[Named-object pointing records]
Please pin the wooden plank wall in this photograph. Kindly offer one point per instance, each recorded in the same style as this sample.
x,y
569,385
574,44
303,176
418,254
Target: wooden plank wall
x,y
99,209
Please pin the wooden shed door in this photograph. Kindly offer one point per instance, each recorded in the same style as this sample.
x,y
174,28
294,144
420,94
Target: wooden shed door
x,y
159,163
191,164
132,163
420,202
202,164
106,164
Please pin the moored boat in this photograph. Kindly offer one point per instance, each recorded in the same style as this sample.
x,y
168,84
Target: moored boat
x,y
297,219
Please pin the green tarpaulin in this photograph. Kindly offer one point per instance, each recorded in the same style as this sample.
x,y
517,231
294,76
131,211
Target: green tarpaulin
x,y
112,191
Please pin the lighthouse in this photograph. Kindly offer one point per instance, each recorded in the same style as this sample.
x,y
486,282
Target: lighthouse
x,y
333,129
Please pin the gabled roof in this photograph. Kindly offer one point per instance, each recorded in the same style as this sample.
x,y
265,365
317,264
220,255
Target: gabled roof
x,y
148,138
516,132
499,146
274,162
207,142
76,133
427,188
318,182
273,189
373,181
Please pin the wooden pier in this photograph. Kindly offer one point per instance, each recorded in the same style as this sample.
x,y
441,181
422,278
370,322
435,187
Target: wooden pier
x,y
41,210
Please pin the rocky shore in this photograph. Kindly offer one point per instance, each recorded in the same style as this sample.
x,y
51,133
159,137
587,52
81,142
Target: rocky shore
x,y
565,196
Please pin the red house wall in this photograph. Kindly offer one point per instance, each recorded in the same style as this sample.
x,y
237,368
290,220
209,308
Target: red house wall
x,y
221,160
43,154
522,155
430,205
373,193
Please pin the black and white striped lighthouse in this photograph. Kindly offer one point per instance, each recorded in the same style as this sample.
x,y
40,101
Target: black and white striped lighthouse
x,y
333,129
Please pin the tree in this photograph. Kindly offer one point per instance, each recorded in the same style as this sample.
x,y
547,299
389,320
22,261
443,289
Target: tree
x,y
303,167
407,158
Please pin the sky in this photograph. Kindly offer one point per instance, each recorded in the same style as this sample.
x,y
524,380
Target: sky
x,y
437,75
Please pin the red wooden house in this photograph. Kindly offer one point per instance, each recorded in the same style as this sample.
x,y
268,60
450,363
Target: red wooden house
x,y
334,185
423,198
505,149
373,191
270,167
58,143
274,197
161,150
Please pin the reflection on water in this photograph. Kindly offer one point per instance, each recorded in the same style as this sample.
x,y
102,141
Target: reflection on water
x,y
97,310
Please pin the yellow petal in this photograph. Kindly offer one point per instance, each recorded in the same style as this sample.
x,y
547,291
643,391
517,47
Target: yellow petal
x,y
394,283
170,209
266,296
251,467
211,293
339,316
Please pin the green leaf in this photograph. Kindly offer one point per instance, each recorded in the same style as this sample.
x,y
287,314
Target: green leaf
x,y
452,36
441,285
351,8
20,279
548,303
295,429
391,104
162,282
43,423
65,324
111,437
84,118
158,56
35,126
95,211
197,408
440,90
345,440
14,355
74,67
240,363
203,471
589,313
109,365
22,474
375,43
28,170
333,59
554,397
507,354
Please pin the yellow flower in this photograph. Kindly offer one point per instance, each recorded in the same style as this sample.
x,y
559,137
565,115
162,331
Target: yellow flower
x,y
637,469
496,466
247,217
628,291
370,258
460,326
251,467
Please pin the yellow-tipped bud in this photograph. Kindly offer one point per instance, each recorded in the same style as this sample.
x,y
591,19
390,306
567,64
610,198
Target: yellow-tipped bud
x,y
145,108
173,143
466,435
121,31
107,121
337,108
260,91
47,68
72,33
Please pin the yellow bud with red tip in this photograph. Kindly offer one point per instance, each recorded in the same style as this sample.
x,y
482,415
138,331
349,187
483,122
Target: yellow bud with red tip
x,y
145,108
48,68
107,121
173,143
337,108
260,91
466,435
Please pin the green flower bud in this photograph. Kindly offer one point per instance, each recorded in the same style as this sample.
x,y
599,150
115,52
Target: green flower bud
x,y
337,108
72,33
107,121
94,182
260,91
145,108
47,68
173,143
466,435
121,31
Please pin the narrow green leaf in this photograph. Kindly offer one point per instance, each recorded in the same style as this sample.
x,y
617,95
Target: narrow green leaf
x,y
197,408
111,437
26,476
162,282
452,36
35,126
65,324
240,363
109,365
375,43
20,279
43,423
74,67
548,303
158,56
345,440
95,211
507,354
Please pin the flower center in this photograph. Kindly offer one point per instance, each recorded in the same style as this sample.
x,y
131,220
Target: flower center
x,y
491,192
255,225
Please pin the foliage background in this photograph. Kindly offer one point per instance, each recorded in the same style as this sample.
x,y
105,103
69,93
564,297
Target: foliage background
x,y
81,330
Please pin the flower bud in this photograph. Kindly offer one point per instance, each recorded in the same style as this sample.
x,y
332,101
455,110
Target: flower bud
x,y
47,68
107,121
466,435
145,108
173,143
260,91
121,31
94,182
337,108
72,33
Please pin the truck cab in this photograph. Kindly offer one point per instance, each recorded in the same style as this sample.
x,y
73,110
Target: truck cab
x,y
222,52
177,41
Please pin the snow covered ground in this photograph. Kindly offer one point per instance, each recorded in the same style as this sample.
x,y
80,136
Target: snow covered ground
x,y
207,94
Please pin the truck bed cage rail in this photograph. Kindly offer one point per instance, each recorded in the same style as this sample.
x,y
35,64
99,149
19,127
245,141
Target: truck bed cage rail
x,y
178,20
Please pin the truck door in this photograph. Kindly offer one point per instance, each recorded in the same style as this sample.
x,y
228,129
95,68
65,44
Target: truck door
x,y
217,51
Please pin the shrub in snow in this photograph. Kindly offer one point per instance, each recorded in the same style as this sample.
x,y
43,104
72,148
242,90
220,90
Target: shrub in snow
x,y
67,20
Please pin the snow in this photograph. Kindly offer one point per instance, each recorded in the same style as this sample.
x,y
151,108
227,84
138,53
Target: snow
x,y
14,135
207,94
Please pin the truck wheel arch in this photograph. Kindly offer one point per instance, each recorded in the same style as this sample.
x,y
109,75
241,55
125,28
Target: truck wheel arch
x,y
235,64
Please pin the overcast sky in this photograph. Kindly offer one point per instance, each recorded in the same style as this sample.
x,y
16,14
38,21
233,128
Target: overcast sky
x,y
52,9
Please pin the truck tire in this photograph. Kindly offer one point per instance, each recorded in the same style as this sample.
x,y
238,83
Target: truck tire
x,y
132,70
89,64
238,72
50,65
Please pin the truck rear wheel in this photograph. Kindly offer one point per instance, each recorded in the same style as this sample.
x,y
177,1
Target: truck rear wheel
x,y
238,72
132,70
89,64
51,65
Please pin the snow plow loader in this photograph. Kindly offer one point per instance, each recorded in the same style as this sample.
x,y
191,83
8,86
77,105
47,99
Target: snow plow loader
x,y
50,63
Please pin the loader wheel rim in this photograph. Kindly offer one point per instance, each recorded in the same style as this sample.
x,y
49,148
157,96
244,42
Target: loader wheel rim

- [SHORT PROBLEM]: Print every line of the material above again, without changing anything.

- [COMPLETED EXERCISE]:
Please pin the wooden plank wall in this photograph. Kindly offer one point per instance, each recorded in the same style as this sample.
x,y
569,385
574,44
303,176
418,254
Target: wooden plank wall
x,y
99,209
Please pin the wooden shed door in this photograph. Kindly offer one point per instance, each recorded in the same style as this sample.
x,y
174,28
294,144
420,94
Target: wooden shed door
x,y
159,163
191,164
132,163
420,202
202,164
106,164
Please pin the moored boat in this photograph. Kindly offer one point per instance, each recorded in the same style as this sample.
x,y
168,84
Target: moored boat
x,y
297,219
Please pin the green tarpaulin in this photograph. Kindly offer one point per instance, each recorded in the same style as this sample.
x,y
517,231
294,76
131,211
Target: green tarpaulin
x,y
112,191
Please pin the lighthouse in this photograph. Kindly offer one point per instance, each recorded in the same style as this sample.
x,y
486,282
Target: lighthouse
x,y
333,129
Please pin the gabled roof in this photograph. Kindly offer one point per instance, each recorded in the same style as this sample.
x,y
265,365
317,264
220,255
Target: gabled roof
x,y
148,138
516,132
499,146
274,162
207,142
76,133
427,188
318,182
273,189
373,181
Please pin the wooden pier in this photograph. Kindly offer one point per instance, each recorded in the same style as this sample.
x,y
441,181
422,278
370,322
435,187
Target: wooden pier
x,y
41,210
Please pin the rocky shore in this photograph. Kindly offer one point per instance, each recorded in the same style as this sample.
x,y
51,133
159,137
587,52
81,142
Target: rocky shore
x,y
565,196
Please pin the red house wall in this photograph. Kindly offer one point per instance, each recorded in the same style as this sample.
x,y
237,368
290,220
209,308
Target: red house wall
x,y
221,160
43,154
522,155
430,205
373,193
Please pin the black and white striped lighthouse in this photograph. Kindly offer one point per instance, each recorded in the same style as this sample.
x,y
40,101
Target: black and white striped lighthouse
x,y
333,129
Please pin the tree in this photograph. Kindly offer one point per instance, each recorded in the same style as this sample.
x,y
547,299
389,320
22,261
443,289
Target: tree
x,y
303,167
407,158
Please pin the sky in this photograph. Kindly offer one point per instance, each recorded in the same style as this sample.
x,y
524,380
Target: sky
x,y
437,75
Please pin the red wooden house in this photograph. Kindly offer one point per instance, each recorded in the same style as this sample.
x,y
268,60
450,363
Target: red wooden house
x,y
334,185
423,198
505,149
373,191
270,167
58,143
274,197
161,150
Please pin the reflection on water in this photograph. Kindly offer one point per instance, each recorded in the same style as this sample.
x,y
102,141
Target: reflection on water
x,y
97,310
Please pin the yellow petal in this photograph. Kindly offer one point per instance, each recorded in the same style as this sample.
x,y
547,291
643,391
517,47
Target: yellow petal
x,y
394,283
170,209
266,296
251,467
211,293
339,316
Please pin the green leaf in this photograph. Kindly offer one point per instance, each recorded in the same style as this sample.
x,y
287,314
Target: green leaf
x,y
452,36
441,285
351,8
20,279
548,303
295,429
391,104
162,282
43,423
65,324
111,437
84,118
158,56
35,126
95,211
197,408
440,90
345,440
14,355
74,67
240,363
203,471
589,313
109,365
22,474
375,43
28,170
333,59
554,397
507,354
Please pin the yellow flower in this photograph. Kindly offer one point per instance, each recorded in the same style as this sample.
x,y
559,137
565,115
162,331
Target: yellow flower
x,y
637,469
496,466
247,217
628,291
370,258
460,326
251,467
Please pin the yellow-tipped bud in this photograph. Kindly offer one point per instance, each recorded in the same style as this sample.
x,y
591,19
390,306
567,64
610,198
Target: yellow-tipped bud
x,y
145,108
173,143
466,435
121,31
107,121
337,108
260,91
47,68
72,33
Please pin the yellow bud with red tip in this photograph. Kindly offer one point per instance, each recorded in the same style as this sample.
x,y
482,415
138,331
349,187
483,122
Target: yellow bud with red tip
x,y
145,108
48,68
107,121
173,143
337,108
260,91
466,435
Please pin the green flower bud in this photograph. Kindly offer one point per instance, each recorded in the same style as this sample.
x,y
599,150
115,52
Target: green flower bud
x,y
337,108
72,33
107,121
94,182
260,91
145,108
47,68
173,143
466,435
121,31
Please pin the narrow green leaf in this photograph. Kindly offer one point per instance, each recorded in the same style as this sample.
x,y
617,95
Target: narrow green leaf
x,y
197,408
111,437
26,476
162,282
452,36
35,126
65,324
240,363
109,365
375,43
20,279
43,423
74,67
548,303
158,56
345,440
95,211
507,354
Please pin the flower center in this photograph. Kindly offer one point per instance, each recorded in the same style as this sample.
x,y
131,220
Target: flower center
x,y
491,192
255,225
Please pin the foliage background in this photograph. Kindly offer one point per instance, each recorded in the same style as this sample.
x,y
105,103
69,93
564,297
Target: foliage background
x,y
81,330
Please pin the flower bud in this photograph. Kindly offer one point per instance, each recorded in the same style as this sample.
x,y
332,101
455,110
Target: flower bud
x,y
47,68
107,121
466,435
145,108
173,143
260,91
121,31
94,182
337,108
72,33
Please pin the truck cab in this photograph. Kindly offer one point per instance, each recorded in the same style as this sample.
x,y
73,110
Target: truck cab
x,y
222,52
177,41
Please pin the snow covered ground in this photograph. Kindly offer one point per instance, each recorded in the same style as this sample.
x,y
80,136
Target: snow covered ground
x,y
207,94
Please pin the truck bed cage rail in this photograph. Kindly offer one point per instance, each recorded in the same style as this sample.
x,y
35,64
99,149
19,127
245,141
Target: truck bed cage rail
x,y
178,20
Please pin the truck door in this photograph. Kindly offer one point per instance, each recorded in the same style as this sample.
x,y
228,129
95,68
65,44
Target: truck door
x,y
217,51
Please pin the shrub in snow in this photograph. Kindly offer one point per instance, each recorded in the same style as this sample.
x,y
43,104
72,148
242,90
220,90
Target: shrub in snow
x,y
67,20
Please pin the snow in this photograph. Kindly offer one point per instance, each recorded in the same style as this sample.
x,y
151,108
227,84
138,53
Target: snow
x,y
14,135
207,94
Please pin the truck wheel arch in this photograph. Kindly offer one point per instance, each recorded in the same style as this sample.
x,y
109,75
241,55
125,28
Target: truck wheel arch
x,y
235,64
Please pin the overcast sky in this photograph. Kindly offer one point per instance, each recorded in the same style as this sample.
x,y
16,14
38,21
233,128
Target: overcast sky
x,y
52,9
Please pin the truck tire in this photograph. Kindly offer one point per instance, each recorded in the same style as this sample.
x,y
238,83
Target: truck tire
x,y
132,70
89,64
238,72
50,65
Please pin the truck rear wheel in this photograph. Kindly offer one point per instance, each recorded in the same style as this sample.
x,y
177,1
Target: truck rear wheel
x,y
238,72
132,70
89,64
51,65
Please pin the snow plow loader in this photograph. Kindly offer one point per instance, each recorded in the same style as this sample.
x,y
191,83
8,86
77,105
47,99
Target: snow plow loader
x,y
50,63
Please pin the loader wheel rim in this photograph. Kindly offer one point per instance, each recorded in the same style as this sample.
x,y
49,148
157,96
244,42
Target: loader wheel rim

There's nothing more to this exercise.